» **TEXTE FOURNI**:
Le sociologue Mathieu Grégoire nous invite à changer de regard sur ce mouvement qui sort de l’ombre 1,7 million de salariés précaires, touts secteurs confondus. Interview.
Les intermittents ne désarment pas. Malgré la nomination d’un médiateur par le gouvernement, ils multiplient actions et blocages pour défendre leur statut. Ceci, avec un sentiment de légitimité d’autant plus fort qu’ils se sentent investis d’une mission : représenter le 1,7 million de travailleurs précaires que nous comptons aujourd’hui, qui, comme les chômeurs, n’ont jamais voix au chapitre.
Une idée que leur a soufflé Mathieu Grégoire, sociologue du travail spécialiste des intermittents du spectacle. Ce jeune maître de conférences à la fac d’Amiens et chercheur au Curap (Centre universitaire de recherches administratives et politiques de Picardie) leur a consacré sa thèse de doctorat puis un livre (1).
Le Medef, la plupart des syndicats et nombre de salariés voient les intermittents comme des privilégiés. Que leur répondez-vous ?

» **Entrées du jeu de données**:
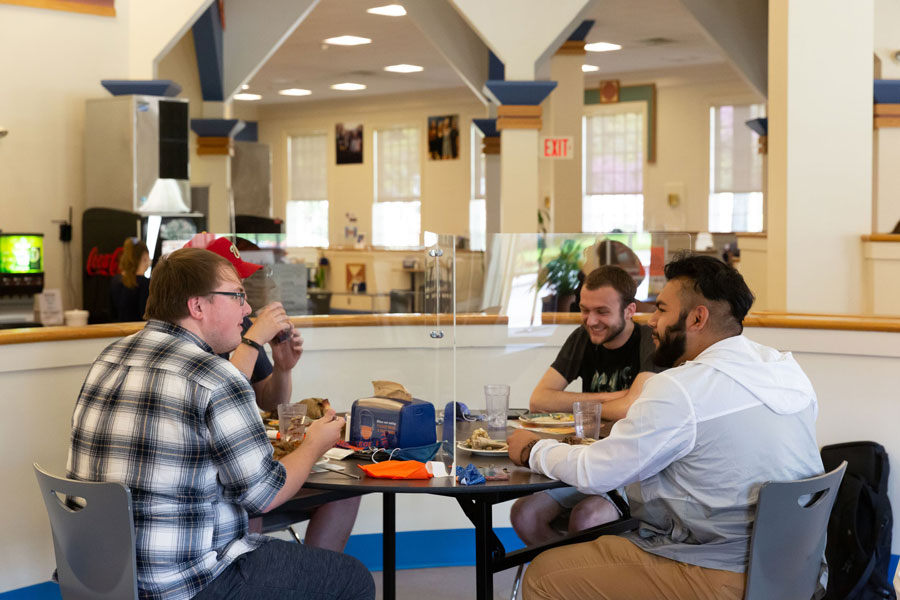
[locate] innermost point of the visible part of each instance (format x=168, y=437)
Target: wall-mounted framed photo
x=348, y=143
x=443, y=137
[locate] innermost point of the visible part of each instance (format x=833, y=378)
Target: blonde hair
x=132, y=251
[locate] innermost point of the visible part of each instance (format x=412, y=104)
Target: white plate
x=482, y=452
x=544, y=420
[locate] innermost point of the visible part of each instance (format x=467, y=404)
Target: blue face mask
x=419, y=453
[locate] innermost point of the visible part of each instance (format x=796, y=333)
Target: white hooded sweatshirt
x=695, y=447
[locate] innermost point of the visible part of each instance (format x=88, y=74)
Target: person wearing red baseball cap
x=272, y=326
x=330, y=525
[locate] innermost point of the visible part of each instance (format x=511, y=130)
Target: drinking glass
x=587, y=419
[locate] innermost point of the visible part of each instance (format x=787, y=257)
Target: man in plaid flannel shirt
x=162, y=414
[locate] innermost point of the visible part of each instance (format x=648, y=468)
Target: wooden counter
x=775, y=319
x=754, y=319
x=115, y=330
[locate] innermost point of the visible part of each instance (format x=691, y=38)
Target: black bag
x=859, y=530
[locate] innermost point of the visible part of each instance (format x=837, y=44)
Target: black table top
x=521, y=479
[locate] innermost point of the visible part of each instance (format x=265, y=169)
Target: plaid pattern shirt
x=160, y=413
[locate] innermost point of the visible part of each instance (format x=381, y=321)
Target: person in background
x=330, y=524
x=161, y=413
x=129, y=289
x=613, y=357
x=728, y=415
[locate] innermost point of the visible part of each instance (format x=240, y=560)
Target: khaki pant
x=612, y=568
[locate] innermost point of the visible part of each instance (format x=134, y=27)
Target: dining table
x=476, y=502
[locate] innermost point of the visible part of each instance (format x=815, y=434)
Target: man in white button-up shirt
x=693, y=450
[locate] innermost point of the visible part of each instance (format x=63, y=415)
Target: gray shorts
x=568, y=497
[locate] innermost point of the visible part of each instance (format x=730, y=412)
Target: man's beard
x=611, y=332
x=672, y=344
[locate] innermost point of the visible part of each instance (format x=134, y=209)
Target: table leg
x=484, y=574
x=389, y=545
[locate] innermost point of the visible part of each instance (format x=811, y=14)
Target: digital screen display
x=21, y=253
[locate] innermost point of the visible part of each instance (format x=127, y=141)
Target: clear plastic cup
x=292, y=421
x=496, y=400
x=587, y=419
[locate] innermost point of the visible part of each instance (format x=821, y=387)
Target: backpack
x=859, y=529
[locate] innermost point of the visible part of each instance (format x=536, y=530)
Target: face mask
x=419, y=453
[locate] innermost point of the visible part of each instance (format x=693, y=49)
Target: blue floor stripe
x=42, y=591
x=415, y=550
x=425, y=549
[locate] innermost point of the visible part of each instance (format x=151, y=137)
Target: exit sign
x=562, y=147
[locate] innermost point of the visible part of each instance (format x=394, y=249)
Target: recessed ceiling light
x=294, y=92
x=602, y=47
x=404, y=68
x=348, y=87
x=347, y=40
x=391, y=10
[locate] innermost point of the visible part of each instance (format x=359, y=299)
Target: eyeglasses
x=240, y=295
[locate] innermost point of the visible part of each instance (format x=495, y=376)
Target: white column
x=820, y=153
x=563, y=111
x=521, y=33
x=492, y=193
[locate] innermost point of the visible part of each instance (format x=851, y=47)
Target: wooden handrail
x=115, y=330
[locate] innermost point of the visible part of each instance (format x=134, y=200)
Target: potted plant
x=560, y=275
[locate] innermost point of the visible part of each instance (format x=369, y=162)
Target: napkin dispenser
x=378, y=422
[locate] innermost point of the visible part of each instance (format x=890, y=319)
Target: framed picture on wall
x=443, y=137
x=348, y=143
x=105, y=8
x=356, y=277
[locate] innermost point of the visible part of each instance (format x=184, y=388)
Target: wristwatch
x=525, y=456
x=251, y=343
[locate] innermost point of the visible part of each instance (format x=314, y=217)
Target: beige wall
x=52, y=62
x=682, y=151
x=445, y=184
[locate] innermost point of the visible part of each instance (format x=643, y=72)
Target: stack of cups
x=496, y=399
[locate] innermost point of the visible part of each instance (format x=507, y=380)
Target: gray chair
x=94, y=544
x=788, y=542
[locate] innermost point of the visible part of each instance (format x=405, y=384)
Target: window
x=735, y=169
x=613, y=170
x=307, y=206
x=477, y=208
x=396, y=213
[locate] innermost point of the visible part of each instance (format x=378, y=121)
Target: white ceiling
x=303, y=61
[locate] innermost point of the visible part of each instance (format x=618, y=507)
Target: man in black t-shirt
x=613, y=357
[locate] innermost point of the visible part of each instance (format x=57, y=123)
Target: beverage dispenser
x=21, y=277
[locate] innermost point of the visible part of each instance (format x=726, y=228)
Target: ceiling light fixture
x=294, y=92
x=348, y=87
x=602, y=47
x=391, y=10
x=347, y=40
x=404, y=68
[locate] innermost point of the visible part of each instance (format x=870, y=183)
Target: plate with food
x=482, y=452
x=481, y=444
x=549, y=419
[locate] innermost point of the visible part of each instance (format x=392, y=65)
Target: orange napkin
x=397, y=469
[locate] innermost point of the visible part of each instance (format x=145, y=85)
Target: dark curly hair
x=715, y=281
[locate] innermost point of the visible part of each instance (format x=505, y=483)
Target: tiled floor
x=445, y=583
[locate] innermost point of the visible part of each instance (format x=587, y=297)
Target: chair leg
x=517, y=583
x=295, y=534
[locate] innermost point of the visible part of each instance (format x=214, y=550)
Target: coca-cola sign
x=104, y=265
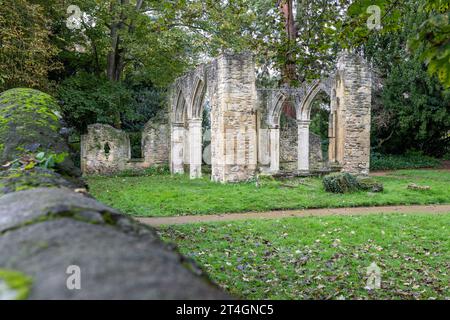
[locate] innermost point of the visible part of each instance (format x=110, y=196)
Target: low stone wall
x=106, y=150
x=51, y=230
x=156, y=143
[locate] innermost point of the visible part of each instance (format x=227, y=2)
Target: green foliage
x=166, y=195
x=369, y=184
x=322, y=258
x=26, y=52
x=433, y=38
x=340, y=183
x=88, y=99
x=411, y=160
x=419, y=111
x=18, y=285
x=155, y=170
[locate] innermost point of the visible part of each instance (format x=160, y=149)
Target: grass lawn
x=165, y=195
x=323, y=258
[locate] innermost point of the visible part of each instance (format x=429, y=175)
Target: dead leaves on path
x=251, y=265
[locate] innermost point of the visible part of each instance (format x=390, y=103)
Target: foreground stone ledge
x=43, y=231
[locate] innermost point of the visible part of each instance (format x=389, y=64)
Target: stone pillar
x=233, y=120
x=274, y=138
x=176, y=164
x=195, y=148
x=354, y=101
x=331, y=139
x=303, y=145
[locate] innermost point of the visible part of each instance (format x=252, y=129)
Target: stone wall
x=354, y=96
x=106, y=150
x=233, y=126
x=228, y=83
x=50, y=230
x=245, y=122
x=156, y=143
x=289, y=153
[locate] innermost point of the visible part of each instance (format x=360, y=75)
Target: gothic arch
x=196, y=108
x=276, y=102
x=305, y=104
x=179, y=107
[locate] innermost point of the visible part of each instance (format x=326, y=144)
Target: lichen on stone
x=14, y=285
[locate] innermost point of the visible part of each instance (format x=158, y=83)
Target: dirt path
x=427, y=209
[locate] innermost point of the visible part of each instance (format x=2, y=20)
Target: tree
x=26, y=53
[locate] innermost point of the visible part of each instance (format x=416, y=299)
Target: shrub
x=369, y=184
x=340, y=183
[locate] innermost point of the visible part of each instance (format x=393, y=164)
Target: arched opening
x=196, y=130
x=206, y=137
x=107, y=149
x=319, y=131
x=288, y=157
x=179, y=137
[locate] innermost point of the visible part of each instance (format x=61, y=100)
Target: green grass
x=408, y=161
x=323, y=258
x=165, y=195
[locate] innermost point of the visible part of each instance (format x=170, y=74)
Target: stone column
x=176, y=164
x=331, y=139
x=195, y=148
x=233, y=120
x=274, y=138
x=303, y=145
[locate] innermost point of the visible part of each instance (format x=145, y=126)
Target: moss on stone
x=14, y=285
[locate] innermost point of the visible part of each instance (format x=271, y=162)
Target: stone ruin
x=106, y=150
x=244, y=125
x=245, y=121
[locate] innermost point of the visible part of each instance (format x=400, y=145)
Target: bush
x=408, y=161
x=340, y=183
x=369, y=184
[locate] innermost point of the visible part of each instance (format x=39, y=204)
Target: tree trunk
x=288, y=72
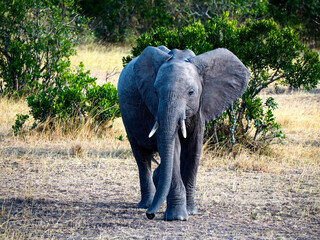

» **TRAVAIL DEMANDÉ**:
Recopiez, dans le texte sur les intermittents, le passage qui va de « Les intermittents ne » jusqu'à « voix au chapitre. ».

» **RÉPONSE**:
Les intermittents ne désarment pas. Malgré la nomination d’un médiateur par le gouvernement, ils multiplient actions et blocages pour défendre leur statut. Ceci, avec un sentiment de légitimité d’autant plus fort qu’ils se sentent investis d’une mission : représenter le 1,7 million de travailleurs précaires que nous comptons aujourd’hui, qui, comme les chômeurs, n’ont jamais voix au chapitre.